« Le Père de la Nation, le Président Félix Houphouët-Boigny, disait qu’il n'y a pas de sacrifice trop grand pour la paix. C’est pourquoi, en raison de mon attachement à la paix et à une réconciliation vraie, j'ai procédé, ce lundi 06 août 2018, à la signature d’une ordonnance portant amnistie. Cette amnistie bénéficiera à environ huit cents (800) de nos concitoyens, poursuivis ou condamnés pour des infractions en lien avec la crise postélectorale de 2010, ou des infractions contre la sûreté de l’Etat commises après le 21 mai 2011, date de ma prestation de serment en qualité de Président de la République ». Extrait de l’adresse à la nation du Chef de l’Etat, Alassane Ouattara à l’occasion de la célébration du 58ème anniversaire de l’accession de la Côte d’Ivoire à l’indépendance.
Dans un communiqué en date du 8 avril, des organisations membres de la Fidh ont indiqué avoir saisi la Cour suprême ivoirienne demandant l’annulation de l’ordonnance d’amnistie du 6 août 2018. La note précise que le recours en annulation a été déposé le 4 avril 2019.

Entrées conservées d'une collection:
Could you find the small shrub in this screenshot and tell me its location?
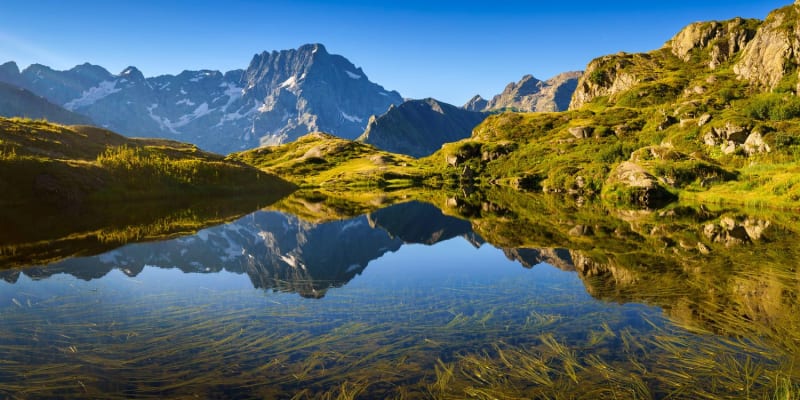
[744,93,800,121]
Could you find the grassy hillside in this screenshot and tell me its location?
[228,133,438,189]
[231,5,800,209]
[0,118,293,209]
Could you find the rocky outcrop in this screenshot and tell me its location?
[569,53,641,110]
[733,3,800,89]
[0,44,402,153]
[0,82,92,125]
[603,161,675,208]
[478,71,583,112]
[567,126,594,139]
[357,98,487,157]
[665,18,759,69]
[703,122,772,155]
[461,94,489,112]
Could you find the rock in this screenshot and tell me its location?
[744,219,768,241]
[742,132,772,156]
[603,161,675,208]
[568,126,594,139]
[461,94,489,112]
[733,6,800,89]
[665,18,755,70]
[569,53,641,110]
[484,71,583,112]
[703,224,719,241]
[568,225,593,236]
[656,115,677,131]
[356,98,488,157]
[703,122,750,146]
[697,114,711,126]
[0,44,403,154]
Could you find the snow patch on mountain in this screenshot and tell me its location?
[339,111,364,124]
[278,76,297,89]
[64,81,122,111]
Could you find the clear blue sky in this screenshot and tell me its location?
[0,0,792,105]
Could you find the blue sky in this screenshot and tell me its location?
[0,0,791,105]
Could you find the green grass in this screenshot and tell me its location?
[0,118,293,209]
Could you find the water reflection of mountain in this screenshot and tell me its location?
[0,202,569,298]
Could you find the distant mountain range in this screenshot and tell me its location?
[0,82,92,125]
[0,44,403,154]
[358,98,489,157]
[464,71,583,112]
[0,44,581,157]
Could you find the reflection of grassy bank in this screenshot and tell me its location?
[0,260,800,399]
[0,193,288,268]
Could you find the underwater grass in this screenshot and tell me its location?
[0,258,800,399]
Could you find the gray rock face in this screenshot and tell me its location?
[461,94,489,112]
[665,18,759,69]
[0,82,92,125]
[464,71,583,112]
[569,53,641,110]
[358,98,487,157]
[0,44,402,154]
[733,3,800,89]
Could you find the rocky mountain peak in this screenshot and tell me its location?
[119,66,144,82]
[483,72,581,112]
[357,98,487,157]
[0,61,19,76]
[664,18,760,69]
[733,2,800,89]
[462,94,489,111]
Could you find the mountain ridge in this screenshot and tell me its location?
[0,44,402,154]
[356,97,488,157]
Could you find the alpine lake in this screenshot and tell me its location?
[0,189,800,399]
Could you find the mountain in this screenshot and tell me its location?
[357,98,486,157]
[242,2,800,210]
[0,44,402,154]
[463,71,583,112]
[462,94,489,112]
[0,82,92,125]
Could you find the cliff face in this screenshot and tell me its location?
[569,53,641,110]
[357,98,486,157]
[472,71,583,112]
[570,2,800,109]
[733,2,800,90]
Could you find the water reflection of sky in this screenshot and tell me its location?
[0,204,795,398]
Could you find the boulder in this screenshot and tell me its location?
[569,126,594,139]
[603,161,675,208]
[697,114,711,126]
[733,4,800,89]
[742,132,772,156]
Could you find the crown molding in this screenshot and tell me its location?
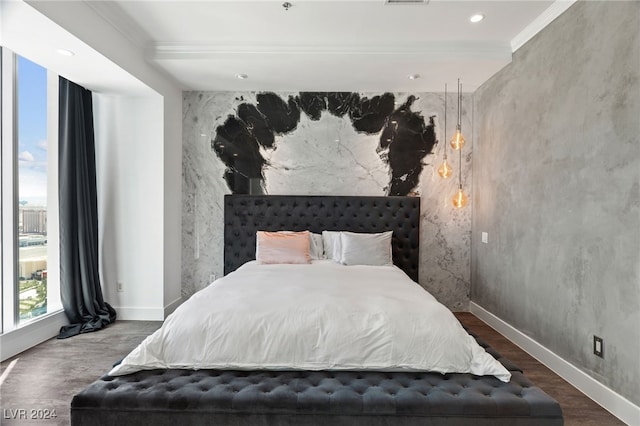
[82,0,151,49]
[511,0,577,53]
[147,42,511,61]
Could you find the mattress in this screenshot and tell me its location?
[71,332,563,426]
[110,260,510,381]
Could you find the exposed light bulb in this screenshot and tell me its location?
[451,187,468,209]
[438,157,453,179]
[451,124,465,151]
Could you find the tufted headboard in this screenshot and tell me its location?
[224,195,420,282]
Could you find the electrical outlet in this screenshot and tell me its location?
[593,336,604,358]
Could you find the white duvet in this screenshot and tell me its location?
[109,261,511,381]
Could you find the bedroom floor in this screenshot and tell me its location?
[0,312,624,426]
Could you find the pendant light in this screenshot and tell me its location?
[438,83,453,179]
[451,79,468,209]
[451,79,465,151]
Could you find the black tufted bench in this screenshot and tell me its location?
[71,195,563,426]
[71,333,563,426]
[71,370,563,426]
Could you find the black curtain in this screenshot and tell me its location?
[58,77,116,339]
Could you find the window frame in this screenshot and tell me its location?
[0,46,62,335]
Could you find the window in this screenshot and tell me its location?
[0,49,60,332]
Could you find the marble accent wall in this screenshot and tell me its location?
[472,1,640,405]
[182,92,473,310]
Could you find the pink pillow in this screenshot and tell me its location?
[256,231,311,264]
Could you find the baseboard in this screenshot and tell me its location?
[164,297,182,318]
[0,311,69,361]
[469,302,640,425]
[113,306,164,321]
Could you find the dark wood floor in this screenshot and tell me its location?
[0,313,624,426]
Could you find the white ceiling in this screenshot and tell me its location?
[0,0,575,92]
[82,0,570,92]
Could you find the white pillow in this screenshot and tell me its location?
[340,231,393,266]
[322,231,342,263]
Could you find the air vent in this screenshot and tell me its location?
[384,0,430,5]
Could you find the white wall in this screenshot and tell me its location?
[28,1,182,319]
[93,94,164,320]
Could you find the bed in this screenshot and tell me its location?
[71,195,563,426]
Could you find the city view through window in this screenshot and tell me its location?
[17,57,48,323]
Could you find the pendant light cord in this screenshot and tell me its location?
[458,79,462,189]
[444,83,447,161]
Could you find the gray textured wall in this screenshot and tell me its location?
[471,1,640,404]
[182,92,473,311]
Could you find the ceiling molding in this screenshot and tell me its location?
[147,42,511,61]
[82,0,151,48]
[511,0,577,53]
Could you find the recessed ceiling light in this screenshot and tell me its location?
[58,49,75,56]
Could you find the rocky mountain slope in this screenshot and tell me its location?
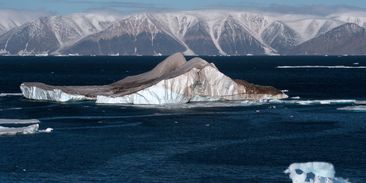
[0,10,366,55]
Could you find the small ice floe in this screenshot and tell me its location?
[0,124,39,136]
[0,119,53,136]
[284,162,350,183]
[0,119,40,125]
[337,105,366,112]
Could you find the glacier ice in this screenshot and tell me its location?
[20,53,287,104]
[284,162,349,183]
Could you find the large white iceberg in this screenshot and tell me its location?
[20,53,287,104]
[285,162,350,183]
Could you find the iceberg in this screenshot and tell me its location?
[20,53,288,105]
[284,162,350,183]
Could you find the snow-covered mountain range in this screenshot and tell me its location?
[0,10,366,55]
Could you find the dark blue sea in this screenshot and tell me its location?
[0,56,366,183]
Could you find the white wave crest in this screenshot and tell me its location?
[337,105,366,112]
[276,65,366,69]
[0,119,40,125]
[284,162,350,183]
[0,93,22,97]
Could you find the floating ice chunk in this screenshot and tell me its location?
[0,124,39,136]
[291,96,300,100]
[0,119,40,125]
[284,162,350,183]
[337,105,366,112]
[38,128,53,133]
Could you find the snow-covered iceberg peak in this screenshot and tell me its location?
[20,53,287,105]
[285,162,349,183]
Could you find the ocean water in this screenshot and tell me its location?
[0,57,366,183]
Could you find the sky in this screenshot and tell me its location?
[0,0,366,14]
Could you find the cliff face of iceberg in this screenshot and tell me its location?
[20,53,287,104]
[285,162,349,183]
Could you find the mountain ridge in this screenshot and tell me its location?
[0,10,366,55]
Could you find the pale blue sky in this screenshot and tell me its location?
[0,0,366,14]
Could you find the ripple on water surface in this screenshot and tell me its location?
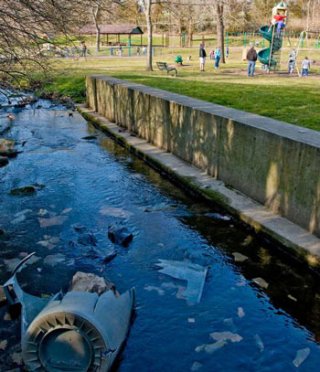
[0,104,320,372]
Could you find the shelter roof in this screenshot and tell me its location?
[80,24,143,35]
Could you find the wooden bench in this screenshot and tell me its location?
[156,62,178,76]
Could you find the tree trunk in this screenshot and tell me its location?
[144,0,153,71]
[188,18,193,48]
[216,1,226,63]
[95,24,101,52]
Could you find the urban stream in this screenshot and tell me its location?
[0,100,320,372]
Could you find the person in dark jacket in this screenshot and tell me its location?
[247,45,258,76]
[199,44,207,71]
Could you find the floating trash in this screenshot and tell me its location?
[252,278,269,289]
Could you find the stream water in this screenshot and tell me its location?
[0,97,320,372]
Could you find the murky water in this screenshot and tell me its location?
[0,101,320,372]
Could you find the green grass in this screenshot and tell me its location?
[40,48,320,130]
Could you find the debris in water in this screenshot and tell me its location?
[43,253,66,267]
[0,340,8,350]
[38,208,49,217]
[99,206,132,218]
[82,136,97,141]
[254,334,264,353]
[144,285,165,296]
[232,252,248,262]
[10,185,37,196]
[190,362,202,372]
[210,331,243,342]
[156,260,208,304]
[38,216,68,228]
[205,213,231,222]
[61,208,72,214]
[237,307,246,318]
[288,294,298,302]
[103,251,117,263]
[0,156,9,167]
[292,347,310,368]
[252,278,269,289]
[4,253,135,371]
[69,271,116,295]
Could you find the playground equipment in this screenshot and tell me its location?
[258,1,288,71]
[3,253,134,372]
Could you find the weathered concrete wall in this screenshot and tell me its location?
[87,76,320,236]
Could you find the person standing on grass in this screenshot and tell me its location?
[247,44,258,76]
[301,57,311,76]
[214,48,221,69]
[80,41,88,59]
[199,44,207,71]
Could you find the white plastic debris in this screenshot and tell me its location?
[210,331,243,342]
[156,260,208,304]
[252,278,269,289]
[237,307,246,318]
[254,334,264,353]
[232,252,248,262]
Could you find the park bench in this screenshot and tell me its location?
[156,62,178,76]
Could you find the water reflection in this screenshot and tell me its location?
[0,103,320,371]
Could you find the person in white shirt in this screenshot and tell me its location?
[301,57,311,76]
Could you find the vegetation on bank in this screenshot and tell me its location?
[40,49,320,130]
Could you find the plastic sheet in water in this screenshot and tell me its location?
[156,260,208,304]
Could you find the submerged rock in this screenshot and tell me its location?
[78,233,97,246]
[108,225,133,247]
[70,271,116,295]
[103,251,117,263]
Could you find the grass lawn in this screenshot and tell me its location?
[45,47,320,130]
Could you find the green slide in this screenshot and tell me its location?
[258,25,282,67]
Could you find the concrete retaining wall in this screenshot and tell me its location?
[87,76,320,236]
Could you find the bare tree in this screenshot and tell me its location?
[0,0,80,85]
[141,0,153,71]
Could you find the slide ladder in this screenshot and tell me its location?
[258,25,283,70]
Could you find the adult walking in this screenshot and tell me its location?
[214,48,221,69]
[199,44,207,71]
[247,44,258,76]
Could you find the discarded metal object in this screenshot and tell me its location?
[156,260,208,304]
[3,253,135,372]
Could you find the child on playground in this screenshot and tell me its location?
[301,57,311,76]
[288,49,297,74]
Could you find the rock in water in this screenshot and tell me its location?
[70,271,115,295]
[103,251,117,263]
[78,233,97,246]
[108,225,133,247]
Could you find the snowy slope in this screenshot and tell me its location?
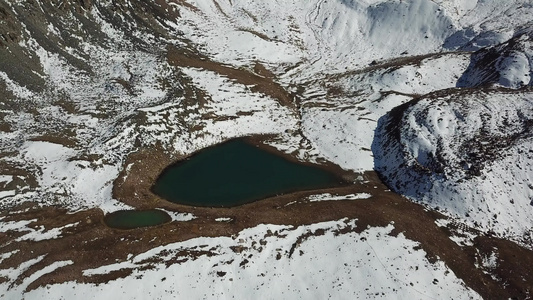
[17,220,480,299]
[373,90,533,244]
[0,0,533,299]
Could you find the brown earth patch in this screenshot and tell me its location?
[167,46,294,109]
[0,138,533,299]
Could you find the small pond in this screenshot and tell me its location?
[152,139,342,207]
[104,209,172,229]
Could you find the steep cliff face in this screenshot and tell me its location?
[0,0,533,298]
[373,89,533,244]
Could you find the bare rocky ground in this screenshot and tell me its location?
[0,1,533,299]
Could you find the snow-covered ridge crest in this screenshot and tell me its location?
[373,89,533,241]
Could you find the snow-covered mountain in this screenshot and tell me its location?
[0,0,533,299]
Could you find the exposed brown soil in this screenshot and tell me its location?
[0,139,533,299]
[167,46,294,108]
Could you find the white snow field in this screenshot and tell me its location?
[17,220,480,299]
[0,0,533,299]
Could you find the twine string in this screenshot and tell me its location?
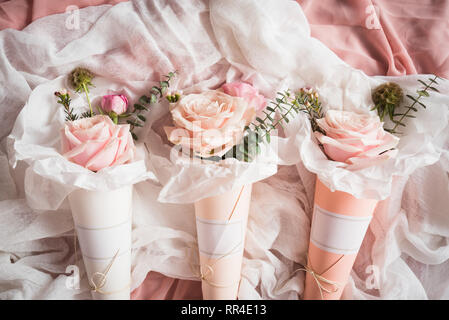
[89,249,121,294]
[294,254,345,300]
[189,185,245,288]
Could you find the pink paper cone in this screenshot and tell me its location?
[195,184,252,300]
[303,178,377,300]
[68,186,132,300]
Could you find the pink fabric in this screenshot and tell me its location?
[131,272,203,300]
[0,0,449,300]
[298,0,449,78]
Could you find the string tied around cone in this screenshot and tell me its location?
[298,266,341,300]
[189,185,245,288]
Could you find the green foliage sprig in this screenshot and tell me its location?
[224,88,324,162]
[55,91,78,121]
[372,76,442,134]
[55,68,180,140]
[69,68,95,118]
[125,71,179,140]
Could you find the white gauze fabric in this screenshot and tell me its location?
[0,0,449,299]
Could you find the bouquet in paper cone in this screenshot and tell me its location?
[288,77,444,299]
[7,68,155,299]
[147,76,310,299]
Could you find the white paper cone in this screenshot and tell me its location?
[68,185,132,300]
[195,184,252,300]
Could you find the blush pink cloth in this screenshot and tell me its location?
[0,0,449,300]
[298,0,449,78]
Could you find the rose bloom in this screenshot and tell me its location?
[315,110,399,168]
[221,82,267,111]
[61,115,135,171]
[164,90,256,158]
[101,94,128,114]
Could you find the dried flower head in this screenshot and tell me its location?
[69,68,95,92]
[371,82,404,121]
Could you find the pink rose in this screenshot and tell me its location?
[61,115,135,171]
[221,82,267,111]
[101,94,128,114]
[315,110,399,167]
[164,90,256,157]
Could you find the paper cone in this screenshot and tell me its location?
[68,186,132,300]
[303,178,378,300]
[195,184,252,300]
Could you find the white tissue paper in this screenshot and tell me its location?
[287,75,449,200]
[142,94,277,203]
[0,0,449,299]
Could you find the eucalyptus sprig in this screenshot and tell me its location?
[55,90,78,121]
[124,71,179,140]
[69,67,95,118]
[225,88,324,162]
[372,76,442,134]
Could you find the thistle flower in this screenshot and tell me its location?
[69,68,95,92]
[371,82,404,121]
[69,68,94,117]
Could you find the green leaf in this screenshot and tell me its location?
[429,77,441,84]
[134,103,148,110]
[393,121,405,127]
[139,96,150,104]
[406,94,419,103]
[151,86,162,95]
[429,87,440,92]
[256,117,265,124]
[418,79,427,87]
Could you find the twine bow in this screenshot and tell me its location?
[73,232,131,295]
[189,186,245,288]
[296,254,345,300]
[298,266,341,300]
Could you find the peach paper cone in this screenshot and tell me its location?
[303,178,377,300]
[69,186,132,300]
[195,184,252,300]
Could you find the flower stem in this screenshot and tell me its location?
[83,83,94,117]
[391,76,438,133]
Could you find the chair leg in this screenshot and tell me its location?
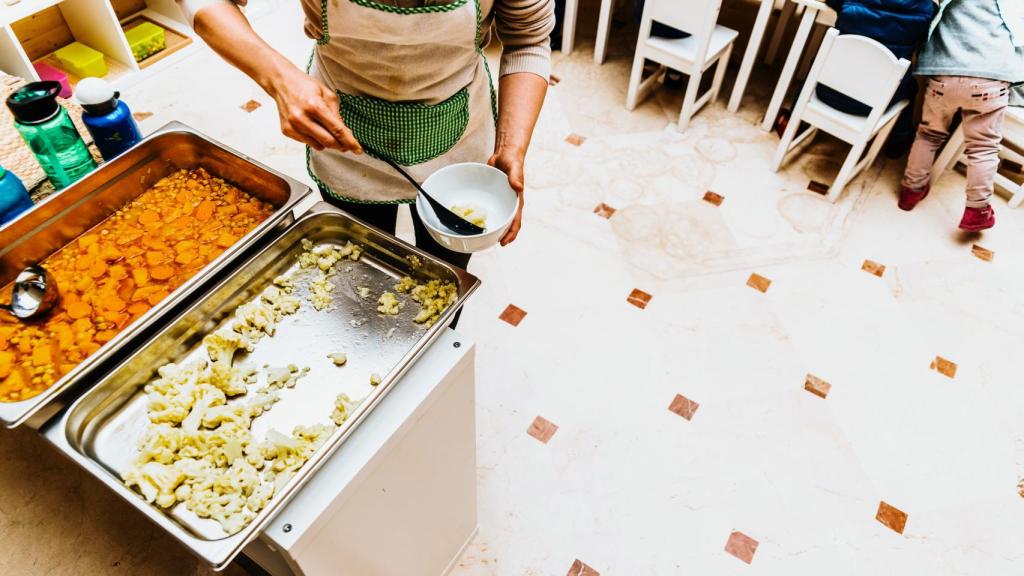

- **Travail demandé**:
**A.** Résumez le texte sur l'amnistie en Côte d'Ivoire en deux phrases.
**B.** Dans les enregistrements, recopiez mot pour mot les lignes allant de celle qui contient « Could you find the pendant light in » jusqu'à celle qui contient « [82,0,570,92] », incluse.

- **Réponses**:
**A.** Dans son adresse à la nation pour le 58e anniversaire de l'indépendance, Alassane Ouattara annonce avoir signé le lundi 6 août 2018 une ordonnance d'amnistie au profit d'environ 800 concitoyens poursuivis ou condamnés pour des infractions liées à la crise postélectorale de 2010 ou contre la sûreté de l'État commises après le 21 mai 2011. Selon un communiqué du 8 avril, des organisations membres de la Fidh ont saisi la Cour suprême ivoirienne d'un recours en annulation de cette ordonnance, déposé le 4 avril 2019.

**B.**
Could you find the pendant light in this screenshot and tell me its location?
[438,83,453,179]
[451,79,468,209]
[451,79,465,151]
Could you find the black tufted bench in this screenshot and tell me its location?
[71,195,563,426]
[71,333,563,426]
[71,370,563,426]
Could you find the black curtain in this screenshot and tell me its location?
[58,77,116,339]
Could you find the window frame in this screenshot and tell me its location?
[0,46,62,335]
Could you find the window in this screenshot and tell me its location?
[0,49,60,332]
Could you find the marble accent wall in this screenshot and tell me its location?
[472,1,640,405]
[182,92,473,310]
Could you find the pink pillow in this screenshot and tell me its location?
[256,231,311,264]
Could you find the baseboard in this screenshot and tell me its location?
[164,297,182,318]
[0,311,69,361]
[469,302,640,425]
[113,306,164,321]
Could you find the dark wood floor in this screenshot and tell me its location?
[0,313,624,426]
Could you find the white ceiling in this screenshot and tell me its location?
[0,0,575,92]
[82,0,570,92]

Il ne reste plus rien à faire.